─── READING PASSAGE ───

THREE BRIGHTLY coloured juggling balls may seem superfluous office accessories in a corporate world where managing deadlines, staff and maintaining company profits is hard enough.

But according to Team Building Asia, the simple circus tools can help keep businesses rolling by reducing employee stress, boosting cohesion and morale, and promoting learning.

'We focus on people - a company's greatest asset,' says David Simpson, Team Building Asia's co-founder and senior partner. 'Companies downsize and are left with a fragmented team. Juggling is a good way of bringing the team together quickly, and shows you can learn something new in a short time.'

A fresh approach in the rapidly growing team-building business, Team Building Asia's element of surprise gives it a definite advantage over stodgy, desk-bound programmes.

'When you tell clients they'll be juggling three balls in 45 minutes, you should see the looks on their faces,' says Simpson, with a smile. 'But within that time at least 90 per cent of the group can juggle.'

The secret? 'Focus on the throws,' says Simpson. 'Everyone thinks juggling is about catching rather than throwing.'

The programme grabs participants' attention from the start, with props such as a bag of rice and a handful of flat balloons making up the ingredients they need to make their own juggling balls.

At The Edge in Central, a motivational workshop for The Entrepreneur's Club is in progress, and it's not long before it's snowing juggling balls. Simpson says this is a good thing. 'Lots of dropping is good.

─── DATASET RECORDS ───

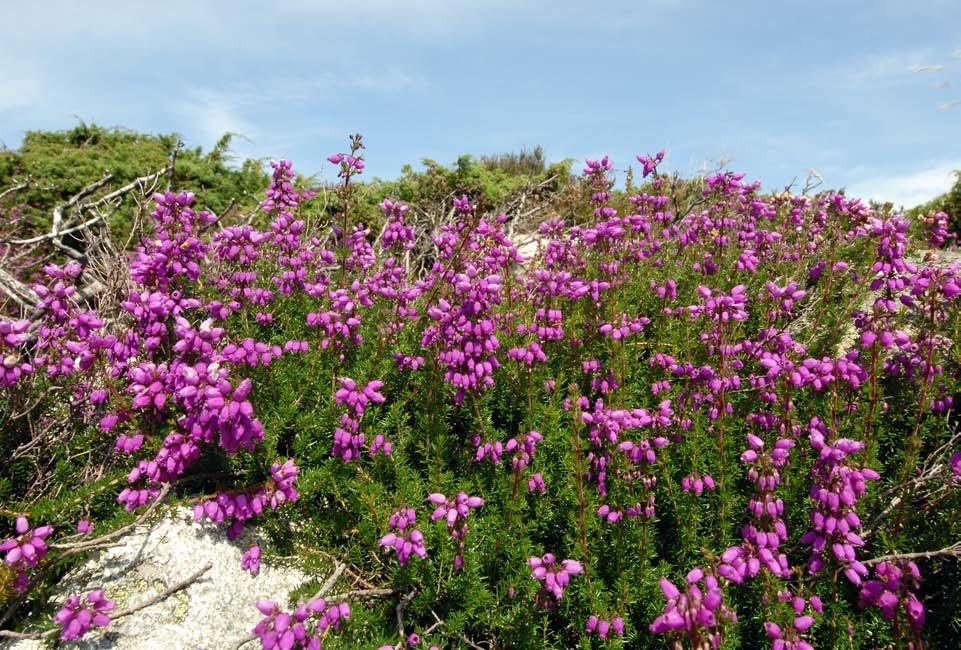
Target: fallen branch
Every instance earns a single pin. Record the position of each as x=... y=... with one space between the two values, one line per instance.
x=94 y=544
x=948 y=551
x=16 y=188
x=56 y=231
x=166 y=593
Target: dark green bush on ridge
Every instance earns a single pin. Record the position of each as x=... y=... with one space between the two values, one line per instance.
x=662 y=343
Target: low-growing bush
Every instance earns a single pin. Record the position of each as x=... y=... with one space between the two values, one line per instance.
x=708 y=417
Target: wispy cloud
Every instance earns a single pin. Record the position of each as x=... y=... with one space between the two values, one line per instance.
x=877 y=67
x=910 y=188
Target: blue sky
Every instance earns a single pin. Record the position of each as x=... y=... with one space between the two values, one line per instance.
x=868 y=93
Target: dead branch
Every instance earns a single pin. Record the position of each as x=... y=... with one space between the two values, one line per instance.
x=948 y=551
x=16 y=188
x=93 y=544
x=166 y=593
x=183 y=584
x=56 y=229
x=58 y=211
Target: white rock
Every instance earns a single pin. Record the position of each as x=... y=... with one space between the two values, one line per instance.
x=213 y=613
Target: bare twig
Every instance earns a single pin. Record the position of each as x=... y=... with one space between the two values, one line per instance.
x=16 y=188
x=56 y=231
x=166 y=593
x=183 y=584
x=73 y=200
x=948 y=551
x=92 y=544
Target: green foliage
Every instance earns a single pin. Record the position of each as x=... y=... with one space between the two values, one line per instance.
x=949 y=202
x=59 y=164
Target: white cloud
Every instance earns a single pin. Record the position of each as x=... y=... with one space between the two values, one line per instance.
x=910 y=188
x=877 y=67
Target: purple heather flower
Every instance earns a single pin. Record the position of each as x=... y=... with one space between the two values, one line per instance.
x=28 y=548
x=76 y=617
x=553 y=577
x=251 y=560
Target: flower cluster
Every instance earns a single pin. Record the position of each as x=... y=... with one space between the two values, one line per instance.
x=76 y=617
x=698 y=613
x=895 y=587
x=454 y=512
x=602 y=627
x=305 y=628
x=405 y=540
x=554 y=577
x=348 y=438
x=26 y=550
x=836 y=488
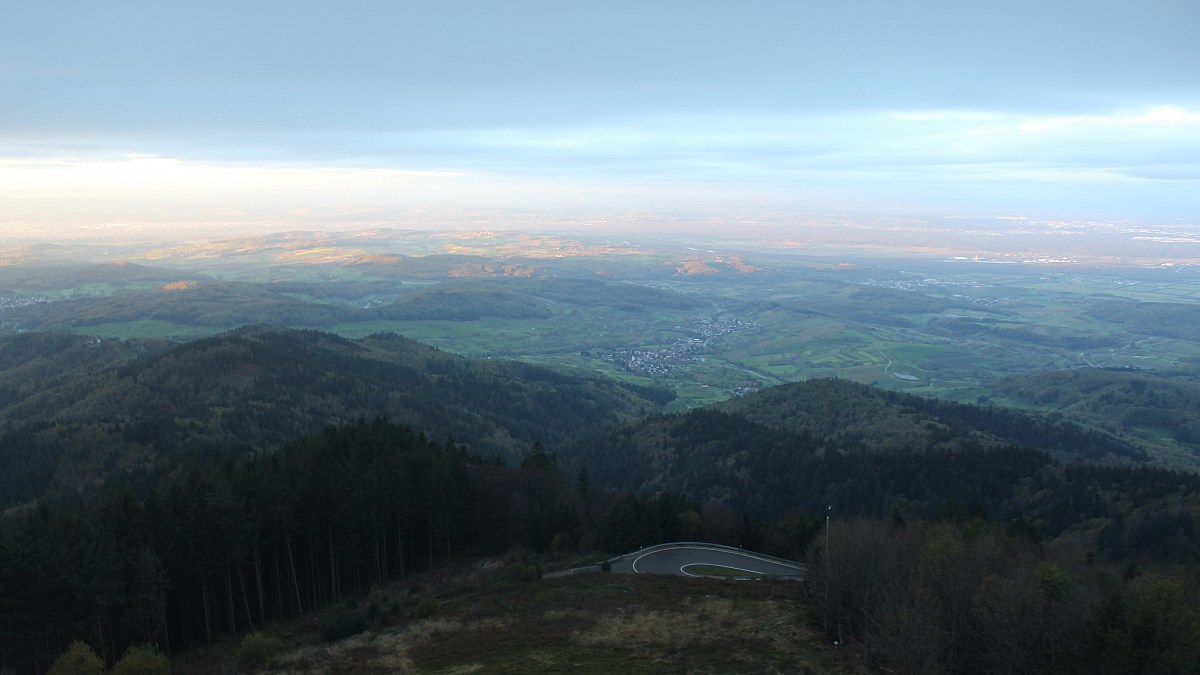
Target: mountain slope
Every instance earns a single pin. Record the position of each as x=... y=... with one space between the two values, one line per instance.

───

## PROBLEM TO SOLVE
Transcribe the passage from the article on juggling in team building, starting with "The programme grabs" and going on through "own juggling balls.".

## WRITTEN ANSWER
The programme grabs participants' attention from the start, with props such as a bag of rice and a handful of flat balloons making up the ingredients they need to make their own juggling balls.